Reproduce every line of the records below verbatim, from the first line to the last.

**Position annotation records**
------
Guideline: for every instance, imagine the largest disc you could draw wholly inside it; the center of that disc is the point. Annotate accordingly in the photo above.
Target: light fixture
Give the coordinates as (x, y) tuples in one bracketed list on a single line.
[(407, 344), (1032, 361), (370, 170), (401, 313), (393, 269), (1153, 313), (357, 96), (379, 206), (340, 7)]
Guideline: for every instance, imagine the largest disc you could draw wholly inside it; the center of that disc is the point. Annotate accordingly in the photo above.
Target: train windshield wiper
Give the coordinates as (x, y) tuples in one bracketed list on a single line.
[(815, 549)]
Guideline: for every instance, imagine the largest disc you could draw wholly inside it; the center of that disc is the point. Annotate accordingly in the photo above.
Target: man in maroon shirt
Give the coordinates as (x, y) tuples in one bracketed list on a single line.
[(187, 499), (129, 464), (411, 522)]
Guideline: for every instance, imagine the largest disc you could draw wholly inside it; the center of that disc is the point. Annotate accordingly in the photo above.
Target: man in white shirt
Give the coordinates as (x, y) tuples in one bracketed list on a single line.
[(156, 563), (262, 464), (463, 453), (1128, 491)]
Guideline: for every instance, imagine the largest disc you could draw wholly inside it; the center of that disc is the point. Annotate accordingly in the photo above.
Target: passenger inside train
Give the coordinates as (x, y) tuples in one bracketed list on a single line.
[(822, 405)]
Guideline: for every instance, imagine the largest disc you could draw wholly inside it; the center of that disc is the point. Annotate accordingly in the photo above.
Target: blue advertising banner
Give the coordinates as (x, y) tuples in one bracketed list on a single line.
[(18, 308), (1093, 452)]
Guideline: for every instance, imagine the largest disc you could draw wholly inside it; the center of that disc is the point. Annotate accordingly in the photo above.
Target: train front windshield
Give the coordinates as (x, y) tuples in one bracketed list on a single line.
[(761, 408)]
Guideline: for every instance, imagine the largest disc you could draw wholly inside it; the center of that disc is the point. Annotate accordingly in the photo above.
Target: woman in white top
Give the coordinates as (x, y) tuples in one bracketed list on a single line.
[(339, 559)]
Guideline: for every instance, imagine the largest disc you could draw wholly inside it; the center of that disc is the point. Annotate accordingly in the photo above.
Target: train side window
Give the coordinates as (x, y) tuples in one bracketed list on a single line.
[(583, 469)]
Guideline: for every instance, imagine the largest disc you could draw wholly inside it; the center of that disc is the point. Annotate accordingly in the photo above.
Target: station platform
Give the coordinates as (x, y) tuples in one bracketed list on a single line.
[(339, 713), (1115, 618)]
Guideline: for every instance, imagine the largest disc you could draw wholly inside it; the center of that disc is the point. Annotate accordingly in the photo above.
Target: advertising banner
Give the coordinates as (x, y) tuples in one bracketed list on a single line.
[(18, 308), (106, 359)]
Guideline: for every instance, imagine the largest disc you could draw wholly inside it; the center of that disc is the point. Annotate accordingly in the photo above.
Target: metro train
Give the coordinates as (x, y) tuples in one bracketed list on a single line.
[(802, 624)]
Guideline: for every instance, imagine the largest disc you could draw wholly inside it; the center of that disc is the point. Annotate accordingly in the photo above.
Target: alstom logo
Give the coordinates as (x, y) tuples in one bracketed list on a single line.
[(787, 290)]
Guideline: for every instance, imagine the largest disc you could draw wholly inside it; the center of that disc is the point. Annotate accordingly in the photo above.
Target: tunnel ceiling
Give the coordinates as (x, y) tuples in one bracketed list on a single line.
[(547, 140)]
------
**Answer to the problem**
Guideline: for every instance, imagine the largest disc you could draw wholly inside it; the center of that disc is the point. Annotate accordingly in the photo above.
Target: light fixture
Give the coordinates as (x, y) tuples in one bracketed list on a single line.
[(407, 344), (1032, 361), (370, 170), (401, 313), (393, 269), (1153, 313), (357, 96), (379, 206), (340, 7)]
Guideline: for every instance, imagine the largest disc you could draw wholly inside it; the center of that disc is the point. Annotate accordingly in the photo above.
Target: train windshield wiper
Give the coordinates as (x, y) tuples in one bracketed list on a single line.
[(815, 549)]
Guideline: for every instance, imagine the largest disc you could draw wholly inside it; the center of that disc is the point. Annotate accordingly in the photo above.
Target: man in maroon shirt
Give the coordinates as (x, y) tuples in one bracketed list on a single line.
[(187, 499), (129, 464), (411, 522)]
Guideline: for every instance, imagine the largest disc you could draw wholly inside it; the center of that disc is the point. Annotate accordingly in the photo above.
Target: man in white shirt
Give the coordinates as (x, y) tuples in one bracketed list on a single line.
[(156, 563), (262, 464), (463, 453), (1128, 491)]
Guideline: for every instance, imagine the largest disc you could draw wholly inside it; the center of that disc is the point. Annotate accordingly in the photo above.
Target: passenger inside train
Give the coordinates as (x, y) tuples in one bracketed list on a single line.
[(822, 405)]
Guideline: for every instance, imagine the largest disc you could draw wholly inside it; the center of that disc is the point. Annotate accordingly in the photo above.
Target: blue advertising banner
Give the coordinates as (x, y) tuples in one bracketed list on a single line.
[(18, 308), (1093, 452)]
Guideline: for every instance, imagine the largest disc you could draw wholly inside it; the center of that disc is the point. Annotate accordingly in the photo above.
Target: train front windshield
Give the coordinates as (x, y) tuples in one bracketed list on a single line.
[(761, 408)]
Guideline: for every instance, imagine the largest disc you could draw wholly inside it; the center of that disc is the point. Annotate accordingly in the photo above.
Target: woman in white top
Give the coordinates as (x, y) tuples in one bracketed list on a single line.
[(339, 559)]
Guideline: for every instance, imagine the largest disc you could draw wholly inside it; the center of that disc is the point. Annotate accordingly in the photo above.
Target: train side window
Give the coordinates as (x, y) tuples in one bracketed list on a single line.
[(583, 469)]
Guideline: for every instance, imagine the largest disc you could draw wholly inside it; the center of that disc is the point. Annotate accordingly in the photo above.
Target: station platform
Give the coordinates as (x, y) tuples in one bracketed list on a single line.
[(339, 713), (1115, 618)]
Guideline: for every instance, imagine the largest disc you could draw wholly inside it; the center of that disc is the point. Annotate accordingly in the photo above.
Target: advertising banner
Give the coordinates as (x, y) tuples in one bracketed list on a single line.
[(18, 308), (106, 359)]
Guideline: for every instance, imagine the largest disc you could draw wholly inside it; the center of that disc is the point. Annotate accordingly in the photo above.
Target: metro train
Give the coordinates as (x, y) tuples in one bracketed list on a single line.
[(802, 624)]
Guideline: for every instance, imagine the largest disc you could draw wholly inside it; the center of that disc is the point. Annotate accordingly in the photo above.
Target: alstom logo
Give the coordinates as (x, y) tuples in one bracketed list on a single line.
[(787, 290)]
Guideline: for every instance, imagine the largest disc you could draw wholly inside it; the center of that disc is the point. Annotate accordingly in the photo above.
Target: tunnel ceiling
Give the coordinates as (x, y) tuples in one bracketed list on a single line.
[(547, 140)]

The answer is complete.